**SUPPLIED DATA**
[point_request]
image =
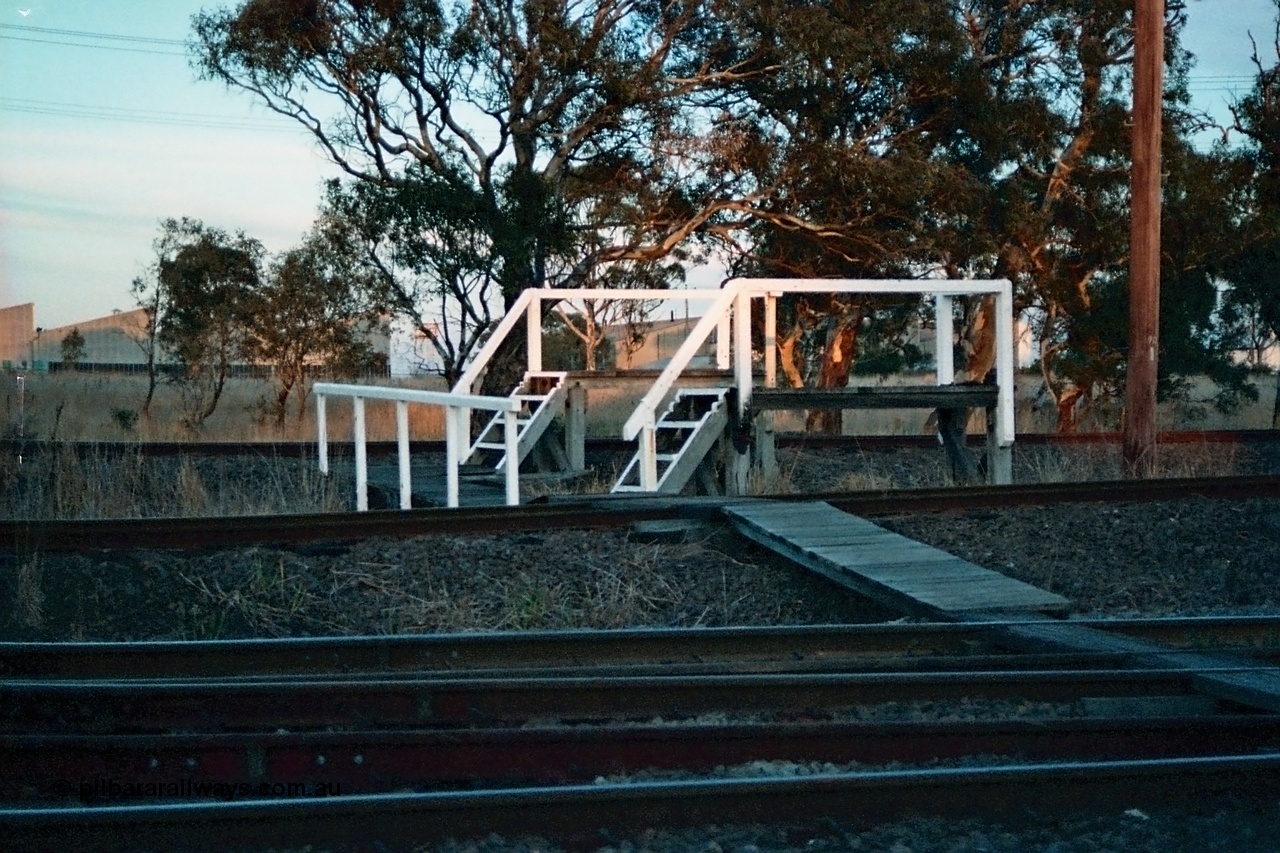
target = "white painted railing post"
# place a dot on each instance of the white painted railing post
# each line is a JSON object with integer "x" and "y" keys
{"x": 944, "y": 346}
{"x": 1005, "y": 364}
{"x": 510, "y": 434}
{"x": 534, "y": 332}
{"x": 649, "y": 455}
{"x": 361, "y": 459}
{"x": 771, "y": 340}
{"x": 402, "y": 450}
{"x": 321, "y": 428}
{"x": 743, "y": 350}
{"x": 452, "y": 437}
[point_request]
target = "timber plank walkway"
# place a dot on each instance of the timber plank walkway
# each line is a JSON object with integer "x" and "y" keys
{"x": 888, "y": 568}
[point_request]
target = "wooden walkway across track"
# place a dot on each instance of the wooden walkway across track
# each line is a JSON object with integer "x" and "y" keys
{"x": 882, "y": 565}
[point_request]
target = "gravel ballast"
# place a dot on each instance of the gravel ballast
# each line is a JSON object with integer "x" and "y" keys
{"x": 1175, "y": 557}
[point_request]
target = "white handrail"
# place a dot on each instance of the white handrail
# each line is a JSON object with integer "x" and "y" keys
{"x": 647, "y": 409}
{"x": 456, "y": 433}
{"x": 480, "y": 361}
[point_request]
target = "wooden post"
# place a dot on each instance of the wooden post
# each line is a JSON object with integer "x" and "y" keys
{"x": 764, "y": 439}
{"x": 1139, "y": 423}
{"x": 534, "y": 332}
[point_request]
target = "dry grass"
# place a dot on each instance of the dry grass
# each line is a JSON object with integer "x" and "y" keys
{"x": 425, "y": 588}
{"x": 106, "y": 407}
{"x": 113, "y": 483}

**EXERCISE**
Write out every entry again word for word, without any of the pictures.

**REPLY TO THE TASK**
[point_request]
image =
target = "white painted railing post"
# place a dot on each instance of the white painted railing post
# each line is a JSON object with integer "x" and "y" keys
{"x": 944, "y": 346}
{"x": 1005, "y": 364}
{"x": 510, "y": 434}
{"x": 534, "y": 332}
{"x": 649, "y": 455}
{"x": 361, "y": 459}
{"x": 771, "y": 340}
{"x": 402, "y": 450}
{"x": 321, "y": 428}
{"x": 743, "y": 350}
{"x": 452, "y": 437}
[point_request]
target = "timber plank walkway"
# place a dot on each instance of the timber plank walkway
# each line is a JSON object with integer "x" and "y" keys
{"x": 888, "y": 568}
[point_request]
target = "wooden walkway across track"
# place a dot on each instance of the wooden walkway across track
# each line is a JSON object with integer "x" and "y" keys
{"x": 882, "y": 565}
[point_request]
target = "gravel ballast"
# place a dot on each instance of the gravel ballast
# each line is a JSON object with integer "x" and "y" keys
{"x": 1175, "y": 557}
[point_request]
target = "white handrail"
# place a dot on each instance of the white handrail
# each line is a JSON object with integer "x" and "y" keys
{"x": 647, "y": 409}
{"x": 456, "y": 433}
{"x": 480, "y": 361}
[point_request]
target = "wooden post"
# place a dot on each instance of the wooden post
# each line is a JSON object with integer "x" and "y" keys
{"x": 764, "y": 439}
{"x": 1139, "y": 423}
{"x": 534, "y": 332}
[point_request]
target = "dry grass"
# place a dot on each instance of the dry grass
# each line is a JSON object with integer "x" and "y" keys
{"x": 425, "y": 588}
{"x": 106, "y": 407}
{"x": 113, "y": 483}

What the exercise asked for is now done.